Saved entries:

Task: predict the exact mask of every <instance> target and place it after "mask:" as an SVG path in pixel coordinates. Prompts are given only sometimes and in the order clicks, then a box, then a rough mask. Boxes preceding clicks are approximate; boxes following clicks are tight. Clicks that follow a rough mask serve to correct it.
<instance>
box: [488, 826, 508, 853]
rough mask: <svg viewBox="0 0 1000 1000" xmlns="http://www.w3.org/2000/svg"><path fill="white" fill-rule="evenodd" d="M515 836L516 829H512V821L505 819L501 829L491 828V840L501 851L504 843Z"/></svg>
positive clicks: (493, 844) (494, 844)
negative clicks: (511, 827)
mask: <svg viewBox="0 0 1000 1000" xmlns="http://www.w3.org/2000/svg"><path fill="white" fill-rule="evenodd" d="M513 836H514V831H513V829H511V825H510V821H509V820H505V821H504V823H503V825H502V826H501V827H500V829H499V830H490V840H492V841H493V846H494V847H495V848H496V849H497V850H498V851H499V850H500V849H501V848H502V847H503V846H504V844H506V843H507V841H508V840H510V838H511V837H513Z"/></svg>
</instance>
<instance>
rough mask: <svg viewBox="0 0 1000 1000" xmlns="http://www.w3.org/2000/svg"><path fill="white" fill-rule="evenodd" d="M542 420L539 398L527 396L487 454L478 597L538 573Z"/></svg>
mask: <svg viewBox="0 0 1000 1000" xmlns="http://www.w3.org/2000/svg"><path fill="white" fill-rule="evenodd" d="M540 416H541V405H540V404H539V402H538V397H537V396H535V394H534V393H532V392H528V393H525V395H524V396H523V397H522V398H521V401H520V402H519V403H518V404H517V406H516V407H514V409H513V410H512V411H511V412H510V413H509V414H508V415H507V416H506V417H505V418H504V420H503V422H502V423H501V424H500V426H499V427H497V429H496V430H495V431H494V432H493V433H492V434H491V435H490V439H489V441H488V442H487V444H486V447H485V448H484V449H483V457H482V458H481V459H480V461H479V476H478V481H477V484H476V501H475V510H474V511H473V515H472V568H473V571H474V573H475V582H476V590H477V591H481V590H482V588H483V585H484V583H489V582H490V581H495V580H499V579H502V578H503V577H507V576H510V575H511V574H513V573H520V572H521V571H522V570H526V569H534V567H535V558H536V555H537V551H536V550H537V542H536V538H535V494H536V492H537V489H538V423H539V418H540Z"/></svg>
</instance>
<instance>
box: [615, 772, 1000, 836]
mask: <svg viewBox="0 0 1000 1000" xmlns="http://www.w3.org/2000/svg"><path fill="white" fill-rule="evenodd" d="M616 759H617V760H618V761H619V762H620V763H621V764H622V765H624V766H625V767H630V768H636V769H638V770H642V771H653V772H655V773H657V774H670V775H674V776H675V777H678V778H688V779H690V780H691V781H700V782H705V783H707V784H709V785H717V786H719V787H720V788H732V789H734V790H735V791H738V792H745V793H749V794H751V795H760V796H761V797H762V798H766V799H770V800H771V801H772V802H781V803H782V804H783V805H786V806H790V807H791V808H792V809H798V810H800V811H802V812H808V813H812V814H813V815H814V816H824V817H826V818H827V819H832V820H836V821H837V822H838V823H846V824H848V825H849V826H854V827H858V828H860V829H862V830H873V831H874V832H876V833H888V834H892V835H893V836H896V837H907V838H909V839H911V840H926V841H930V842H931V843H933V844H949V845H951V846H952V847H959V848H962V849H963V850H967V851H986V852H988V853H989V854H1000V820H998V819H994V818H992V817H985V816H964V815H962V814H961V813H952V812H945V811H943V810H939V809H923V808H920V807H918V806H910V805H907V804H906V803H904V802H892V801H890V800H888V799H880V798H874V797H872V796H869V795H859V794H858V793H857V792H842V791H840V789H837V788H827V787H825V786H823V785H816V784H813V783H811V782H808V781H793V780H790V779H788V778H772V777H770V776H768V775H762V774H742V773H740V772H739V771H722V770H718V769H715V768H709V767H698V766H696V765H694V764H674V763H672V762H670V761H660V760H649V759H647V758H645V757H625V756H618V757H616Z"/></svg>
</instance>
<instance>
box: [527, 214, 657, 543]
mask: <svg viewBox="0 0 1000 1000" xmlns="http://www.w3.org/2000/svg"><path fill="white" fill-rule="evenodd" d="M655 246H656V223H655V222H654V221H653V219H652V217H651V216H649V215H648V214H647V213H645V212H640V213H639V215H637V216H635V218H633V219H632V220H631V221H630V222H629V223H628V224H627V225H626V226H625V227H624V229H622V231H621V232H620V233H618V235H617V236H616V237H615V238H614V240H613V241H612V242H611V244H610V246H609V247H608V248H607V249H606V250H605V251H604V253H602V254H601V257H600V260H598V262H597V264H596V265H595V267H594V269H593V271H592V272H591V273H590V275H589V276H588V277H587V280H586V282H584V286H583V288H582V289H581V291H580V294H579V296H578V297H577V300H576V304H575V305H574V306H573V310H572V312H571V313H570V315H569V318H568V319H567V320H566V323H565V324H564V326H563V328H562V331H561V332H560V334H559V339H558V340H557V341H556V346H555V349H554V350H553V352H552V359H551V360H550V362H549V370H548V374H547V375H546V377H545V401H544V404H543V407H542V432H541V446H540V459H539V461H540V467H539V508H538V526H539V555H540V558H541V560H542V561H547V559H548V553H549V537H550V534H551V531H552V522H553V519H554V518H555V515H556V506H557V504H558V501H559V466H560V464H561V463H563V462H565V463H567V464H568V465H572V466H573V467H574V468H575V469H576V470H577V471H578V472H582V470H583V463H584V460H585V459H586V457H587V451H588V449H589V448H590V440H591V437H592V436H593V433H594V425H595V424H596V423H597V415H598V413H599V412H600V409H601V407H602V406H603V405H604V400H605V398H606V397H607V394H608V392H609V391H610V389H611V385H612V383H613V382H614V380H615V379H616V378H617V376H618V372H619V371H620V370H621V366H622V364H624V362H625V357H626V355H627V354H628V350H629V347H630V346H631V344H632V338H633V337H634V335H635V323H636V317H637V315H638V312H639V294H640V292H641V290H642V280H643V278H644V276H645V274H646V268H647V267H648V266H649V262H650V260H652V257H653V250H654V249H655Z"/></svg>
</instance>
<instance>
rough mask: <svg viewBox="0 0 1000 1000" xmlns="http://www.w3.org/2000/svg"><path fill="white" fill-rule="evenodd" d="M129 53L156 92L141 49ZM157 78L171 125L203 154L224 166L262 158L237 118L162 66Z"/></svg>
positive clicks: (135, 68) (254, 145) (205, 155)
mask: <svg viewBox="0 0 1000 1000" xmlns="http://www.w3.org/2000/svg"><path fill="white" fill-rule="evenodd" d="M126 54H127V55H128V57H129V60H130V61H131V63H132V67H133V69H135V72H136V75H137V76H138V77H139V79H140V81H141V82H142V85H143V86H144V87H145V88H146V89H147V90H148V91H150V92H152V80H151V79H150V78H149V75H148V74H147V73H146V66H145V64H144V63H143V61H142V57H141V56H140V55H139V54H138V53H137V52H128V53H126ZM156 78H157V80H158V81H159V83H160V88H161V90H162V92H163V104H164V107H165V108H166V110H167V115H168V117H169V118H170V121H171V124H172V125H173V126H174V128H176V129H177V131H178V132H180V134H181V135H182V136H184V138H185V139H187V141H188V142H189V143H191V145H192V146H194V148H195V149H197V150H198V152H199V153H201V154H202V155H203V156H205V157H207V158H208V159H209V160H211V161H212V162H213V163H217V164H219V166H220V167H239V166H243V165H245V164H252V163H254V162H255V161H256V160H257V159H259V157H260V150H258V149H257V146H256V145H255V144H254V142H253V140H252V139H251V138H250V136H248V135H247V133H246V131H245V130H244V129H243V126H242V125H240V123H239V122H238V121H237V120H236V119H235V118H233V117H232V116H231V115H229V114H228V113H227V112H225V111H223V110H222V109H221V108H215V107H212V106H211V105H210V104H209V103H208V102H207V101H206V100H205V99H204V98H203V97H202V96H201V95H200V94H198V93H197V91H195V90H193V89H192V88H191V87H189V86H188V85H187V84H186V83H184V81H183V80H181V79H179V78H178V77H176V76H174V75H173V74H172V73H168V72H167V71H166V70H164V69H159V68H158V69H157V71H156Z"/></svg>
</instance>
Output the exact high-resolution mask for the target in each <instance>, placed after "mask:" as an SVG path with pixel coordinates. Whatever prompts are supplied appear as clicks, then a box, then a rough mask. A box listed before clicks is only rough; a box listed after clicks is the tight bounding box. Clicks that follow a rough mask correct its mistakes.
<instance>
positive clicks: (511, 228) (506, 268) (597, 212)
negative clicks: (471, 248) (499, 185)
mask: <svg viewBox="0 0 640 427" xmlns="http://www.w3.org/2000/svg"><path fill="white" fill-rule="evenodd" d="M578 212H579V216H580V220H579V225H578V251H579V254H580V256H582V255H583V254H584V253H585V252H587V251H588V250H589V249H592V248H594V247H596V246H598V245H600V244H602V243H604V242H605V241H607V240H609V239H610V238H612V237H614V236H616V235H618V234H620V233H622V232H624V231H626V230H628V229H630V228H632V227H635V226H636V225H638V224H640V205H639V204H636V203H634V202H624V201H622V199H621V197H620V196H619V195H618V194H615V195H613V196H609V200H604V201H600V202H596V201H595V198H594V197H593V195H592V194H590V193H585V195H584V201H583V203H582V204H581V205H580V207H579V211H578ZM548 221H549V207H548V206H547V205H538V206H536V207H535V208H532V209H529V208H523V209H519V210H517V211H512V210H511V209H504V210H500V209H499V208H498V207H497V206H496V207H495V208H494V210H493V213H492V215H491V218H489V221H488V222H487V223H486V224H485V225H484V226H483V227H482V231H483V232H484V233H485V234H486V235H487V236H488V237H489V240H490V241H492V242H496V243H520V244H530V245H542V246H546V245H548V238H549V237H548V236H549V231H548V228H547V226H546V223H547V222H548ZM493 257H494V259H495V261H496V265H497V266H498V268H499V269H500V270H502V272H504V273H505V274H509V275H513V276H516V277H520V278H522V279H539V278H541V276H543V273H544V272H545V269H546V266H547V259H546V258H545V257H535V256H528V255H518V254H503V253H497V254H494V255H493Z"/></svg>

PROBLEM: Among the lines above, find each one containing the string "that" and copy it.

RESPONSE AREA:
Task: predict the exact mask of every <instance> target and place it after "mask:" as an SVG path in pixel coordinates. Prompts are given only sometimes and in the order clicks, then a box, then a rough mask. Boxes preceding clicks are approximate; boxes following clicks are tight. Clicks that follow a rough mask serve to correct it.
Output the exact high-resolution mask for the target in each <instance>, placed after "mask:" as an SVG path with pixel coordinates. Whatever prompts are supplied appear as clicks, then a box, then a rough mask. A box listed before clicks is only rough; a box listed after clicks is the tight bounding box. Clicks that follow a rough mask correct its mistakes.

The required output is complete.